### Required tasks
#1 Reproduce everything in the Wood Mackenzie EV forecast from "EV sales are" down to "Mackenzie Principal Analyst.".
#2 Supply the next part of the Wood Mackenzie EV forecast, beginning after its final sentence.

### Extract

Electric vehicle (EV) sales are expected to reach 62 million units per year by 2050, with a total global EV stock of 700 million, according to new research from Wood Mackenzie.
Shortly before that date, in 2047, battery electric vehicle (BEV), plug-in hybrid electric vehicle (PHEV) and fuel cell vehicle (FCV) sales will combine to eclipse internal combustion engine (ICE) sales globally for light-duty vehicles for the first time.
EV sales are expected to top a combined 7 million a year in China, Europe and the US by 2025. Improved EV costs will propel sales and double EV numbers to a combined 15 million a year in those three regions by 2030. All automobile sales in Europe (86%), China (81%) and North America (78%) will predominantly be EVs by 2050, says Wood Mackenzie.
“In 2020, global EV sales surged 38% despite a decline of 20% in all car sales. Emissions regulations in western Europe were successful in doubling EV adoption despite the crippling coronavirus pandemic. This provides a roadmap for other countries and regions with similar goals to stimulate EV sales growth,” said Ram Chandrasekaran, Wood Mackenzie Principal Analyst.
Today’s major automakers - Volkswagen, Tesla, General Motors, Fiat-Peugeot, Renault-Nissan and Hyundai - will continue to make up a large share of future EVs. “Most automakers are a few years behind Tesla in terms of technology and efficiency. However, they can quickly outgun Tesla when it comes to manufacturing capacity and quality” added Chandrasekaran.

### Material provided

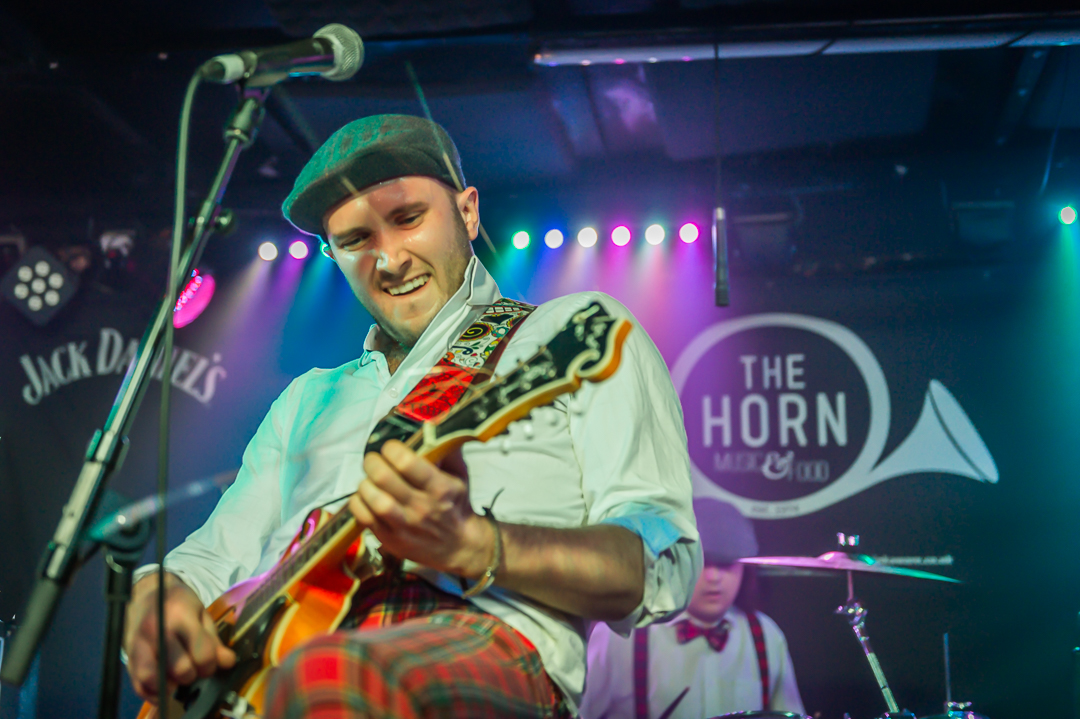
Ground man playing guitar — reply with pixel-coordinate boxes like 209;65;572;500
124;116;701;718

### Answers for each item
#1
EV sales are expected to top a combined 7 million a year in China, Europe and the US by 2025. Improved EV costs will propel sales and double EV numbers to a combined 15 million a year in those three regions by 2030. All automobile sales in Europe (86%), China (81%) and North America (78%) will predominantly be EVs by 2050, says Wood Mackenzie.
“In 2020, global EV sales surged 38% despite a decline of 20% in all car sales. Emissions regulations in western Europe were successful in doubling EV adoption despite the crippling coronavirus pandemic. This provides a roadmap for other countries and regions with similar goals to stimulate EV sales growth,” said Ram Chandrasekaran, Wood Mackenzie Principal Analyst.

#2
Lead by electric buses and light trucks, annual commercial EV sales are expected to top 3 million by 2025 and triple to nearly 9 million by 2030. Annual commercial vehicle sales are projected to reach 6.4million by 2050, while global stock will swell to 54 million.
At a whopping 88% of the total 416 million charging outlets globally by 2050, residential chargers are projected to be the primary mode of charging for EVs globally.
“Despite the growing dominance of EVs, global oil demand from light-duty vehicles is projected to reduce by only 24% over the next 30 years. Slow erosion of ICE stock and an increased demand from emerging economies are the main reasons for this lethargic drop,” said Chandrasekaran.